(Rows from a segmentation dataset)

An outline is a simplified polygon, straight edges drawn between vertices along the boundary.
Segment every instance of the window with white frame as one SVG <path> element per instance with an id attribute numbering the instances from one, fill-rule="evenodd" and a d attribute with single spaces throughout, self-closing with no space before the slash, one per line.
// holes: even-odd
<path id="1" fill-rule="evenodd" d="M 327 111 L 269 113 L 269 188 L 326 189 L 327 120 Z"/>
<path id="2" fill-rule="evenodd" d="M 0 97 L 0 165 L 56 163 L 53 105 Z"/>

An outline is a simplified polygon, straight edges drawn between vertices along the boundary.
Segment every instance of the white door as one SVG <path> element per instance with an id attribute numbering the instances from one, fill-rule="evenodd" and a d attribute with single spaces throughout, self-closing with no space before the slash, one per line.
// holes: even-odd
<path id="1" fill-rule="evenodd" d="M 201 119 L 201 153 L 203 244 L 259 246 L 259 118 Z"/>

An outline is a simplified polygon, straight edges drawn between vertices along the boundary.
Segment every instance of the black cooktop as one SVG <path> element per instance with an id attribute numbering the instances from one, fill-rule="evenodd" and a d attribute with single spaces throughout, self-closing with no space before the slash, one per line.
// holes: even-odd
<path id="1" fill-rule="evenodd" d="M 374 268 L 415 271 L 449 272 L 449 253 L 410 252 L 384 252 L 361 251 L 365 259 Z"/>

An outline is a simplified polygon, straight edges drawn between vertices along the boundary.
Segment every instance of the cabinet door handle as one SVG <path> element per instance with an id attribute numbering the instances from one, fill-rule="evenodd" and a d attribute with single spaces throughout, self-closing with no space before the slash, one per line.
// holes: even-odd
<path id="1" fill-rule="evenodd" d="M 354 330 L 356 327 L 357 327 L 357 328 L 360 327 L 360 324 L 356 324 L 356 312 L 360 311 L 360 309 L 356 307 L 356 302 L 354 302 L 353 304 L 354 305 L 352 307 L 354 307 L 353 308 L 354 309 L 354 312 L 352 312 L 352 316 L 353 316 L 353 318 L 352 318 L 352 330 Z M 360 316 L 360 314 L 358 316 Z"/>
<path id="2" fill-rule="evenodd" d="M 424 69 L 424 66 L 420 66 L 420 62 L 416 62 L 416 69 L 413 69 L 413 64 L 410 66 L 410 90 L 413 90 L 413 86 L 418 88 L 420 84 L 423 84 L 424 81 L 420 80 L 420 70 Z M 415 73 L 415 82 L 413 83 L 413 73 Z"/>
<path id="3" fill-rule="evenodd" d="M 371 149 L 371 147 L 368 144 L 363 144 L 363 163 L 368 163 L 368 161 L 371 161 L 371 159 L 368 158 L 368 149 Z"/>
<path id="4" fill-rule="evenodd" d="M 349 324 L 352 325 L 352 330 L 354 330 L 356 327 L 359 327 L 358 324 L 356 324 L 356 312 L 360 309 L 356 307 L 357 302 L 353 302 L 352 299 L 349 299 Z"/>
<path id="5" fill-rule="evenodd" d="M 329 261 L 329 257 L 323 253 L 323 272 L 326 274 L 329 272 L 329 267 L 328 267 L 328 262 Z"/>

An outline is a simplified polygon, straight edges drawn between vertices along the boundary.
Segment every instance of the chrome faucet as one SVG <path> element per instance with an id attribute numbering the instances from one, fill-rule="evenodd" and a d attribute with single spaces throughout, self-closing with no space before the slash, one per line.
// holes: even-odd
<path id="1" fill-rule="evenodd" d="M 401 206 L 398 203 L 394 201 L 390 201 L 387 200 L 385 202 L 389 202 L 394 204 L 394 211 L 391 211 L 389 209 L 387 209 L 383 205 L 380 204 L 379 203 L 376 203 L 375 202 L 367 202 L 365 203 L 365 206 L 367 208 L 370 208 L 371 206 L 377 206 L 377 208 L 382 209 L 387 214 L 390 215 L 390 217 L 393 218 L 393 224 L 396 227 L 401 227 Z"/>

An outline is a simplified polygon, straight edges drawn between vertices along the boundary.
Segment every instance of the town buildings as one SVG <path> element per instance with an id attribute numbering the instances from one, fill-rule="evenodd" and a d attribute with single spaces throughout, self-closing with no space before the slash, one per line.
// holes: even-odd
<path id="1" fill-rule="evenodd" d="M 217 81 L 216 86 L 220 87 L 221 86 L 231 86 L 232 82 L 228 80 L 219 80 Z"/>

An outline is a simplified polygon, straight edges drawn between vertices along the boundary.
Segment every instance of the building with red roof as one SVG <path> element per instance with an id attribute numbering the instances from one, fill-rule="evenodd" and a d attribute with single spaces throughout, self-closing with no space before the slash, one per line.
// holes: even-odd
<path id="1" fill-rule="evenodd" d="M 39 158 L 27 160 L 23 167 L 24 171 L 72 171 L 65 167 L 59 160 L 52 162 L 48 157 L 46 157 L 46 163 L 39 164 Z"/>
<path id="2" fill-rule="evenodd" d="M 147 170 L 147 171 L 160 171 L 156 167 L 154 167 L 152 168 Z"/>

To be done »
Please copy out every line of all the items above, character for character, changing nothing.

Expected output »
An outline is a simplified polygon, straight edges drawn between vertices along the boundary.
Segment every instance of the window with white frame as one SVG <path> element per instance with an id attribute numbering the instances from one, fill-rule="evenodd" and a d attribute with single spaces throughout, self-closing with no space before the slash, one per line.
// holes: even-odd
<path id="1" fill-rule="evenodd" d="M 327 111 L 269 113 L 269 188 L 326 189 L 327 120 Z"/>
<path id="2" fill-rule="evenodd" d="M 0 97 L 0 165 L 56 163 L 53 105 Z"/>

An outline is a simplified polygon, straight edges drawn between vertices along the boundary.
Segment every instance of the white door as one SVG <path> element per instance with an id attribute numbering the instances from one, fill-rule="evenodd" and a d attribute with single spaces throughout, self-closing with no space before the slash, one per line.
// holes: even-odd
<path id="1" fill-rule="evenodd" d="M 201 119 L 201 153 L 203 244 L 259 246 L 259 118 Z"/>

An outline is a simplified polygon, straight edges drawn between vertices along the boundary.
Segment every instance of the black cooktop as one SVG <path> element per instance with an id attribute numbering the instances from one, fill-rule="evenodd" and a d attribute with single spaces throughout, self-closing with no space before the slash, one per line.
// holes: even-odd
<path id="1" fill-rule="evenodd" d="M 374 268 L 415 271 L 449 272 L 449 253 L 410 252 L 384 252 L 361 251 L 365 259 Z"/>

An outline is a simplified polygon, straight edges drawn between vertices along the boundary.
Segment every instance of the cabinet door handle as one SVG <path> element per instance with an id attribute numbering the instances from one, fill-rule="evenodd" and a d attribute with single spaces throughout, self-closing with no space before the slash, one per line.
// holes: even-odd
<path id="1" fill-rule="evenodd" d="M 354 330 L 356 327 L 357 327 L 357 328 L 360 327 L 360 324 L 356 324 L 356 312 L 360 311 L 360 309 L 356 307 L 356 302 L 354 302 L 353 304 L 354 305 L 352 307 L 354 307 L 353 308 L 354 309 L 354 312 L 352 312 L 352 316 L 353 316 L 353 318 L 352 318 L 352 330 Z M 360 316 L 360 314 L 358 316 Z"/>
<path id="2" fill-rule="evenodd" d="M 424 69 L 424 66 L 420 66 L 420 62 L 416 62 L 416 69 L 413 69 L 413 64 L 410 66 L 410 90 L 413 90 L 413 86 L 418 88 L 420 84 L 423 84 L 424 81 L 420 80 L 420 70 Z M 415 73 L 415 82 L 413 83 L 413 73 Z"/>
<path id="3" fill-rule="evenodd" d="M 371 149 L 371 147 L 368 144 L 363 144 L 363 163 L 368 163 L 368 161 L 371 161 L 371 159 L 368 158 L 368 149 Z"/>
<path id="4" fill-rule="evenodd" d="M 349 324 L 352 325 L 352 330 L 354 330 L 356 327 L 359 327 L 358 324 L 356 324 L 356 312 L 360 309 L 356 307 L 357 302 L 353 302 L 352 299 L 349 299 Z"/>
<path id="5" fill-rule="evenodd" d="M 329 261 L 329 257 L 323 253 L 323 272 L 326 274 L 329 272 L 329 267 L 328 267 L 328 262 Z"/>

An outline is a simplified polygon, straight edges drawn between vertices along the boundary.
Segment every instance of the chrome faucet as one SVG <path> element per instance with an id attribute numbering the instances from one, fill-rule="evenodd" and a d attribute with single spaces throughout, self-closing with no space before the slash, one per line.
// holes: even-odd
<path id="1" fill-rule="evenodd" d="M 401 206 L 398 203 L 394 201 L 390 201 L 387 200 L 385 202 L 389 202 L 394 204 L 394 211 L 391 211 L 389 209 L 387 209 L 383 205 L 380 204 L 379 203 L 376 203 L 375 202 L 367 202 L 365 203 L 365 206 L 367 208 L 370 208 L 371 206 L 377 206 L 377 208 L 382 209 L 387 214 L 390 215 L 390 217 L 393 218 L 393 224 L 396 227 L 401 227 Z"/>

An outline is a simplified polygon, straight edges drawn between vertices along the boundary.
Segment every instance of the town buildings as one SVG <path> element per instance with an id attribute numbering the instances from one, fill-rule="evenodd" and a d attribute with single spaces throughout, self-closing with no space before the slash, one per line.
// holes: even-odd
<path id="1" fill-rule="evenodd" d="M 217 81 L 216 86 L 220 87 L 221 86 L 231 86 L 232 82 L 228 80 L 219 80 Z"/>

An outline is a simplified polygon, straight edges drawn between vertices along the boundary.
Segment every instance of the building with red roof as one SVG <path> element per instance with an id attribute numbering the instances from one, fill-rule="evenodd" and a d attribute with single spaces throughout, self-closing with no space before the slash, one per line.
// holes: even-odd
<path id="1" fill-rule="evenodd" d="M 39 158 L 27 160 L 23 167 L 24 171 L 72 171 L 65 167 L 59 160 L 52 162 L 48 157 L 46 157 L 46 163 L 39 164 Z"/>
<path id="2" fill-rule="evenodd" d="M 147 170 L 147 171 L 160 171 L 156 167 L 154 167 L 152 168 Z"/>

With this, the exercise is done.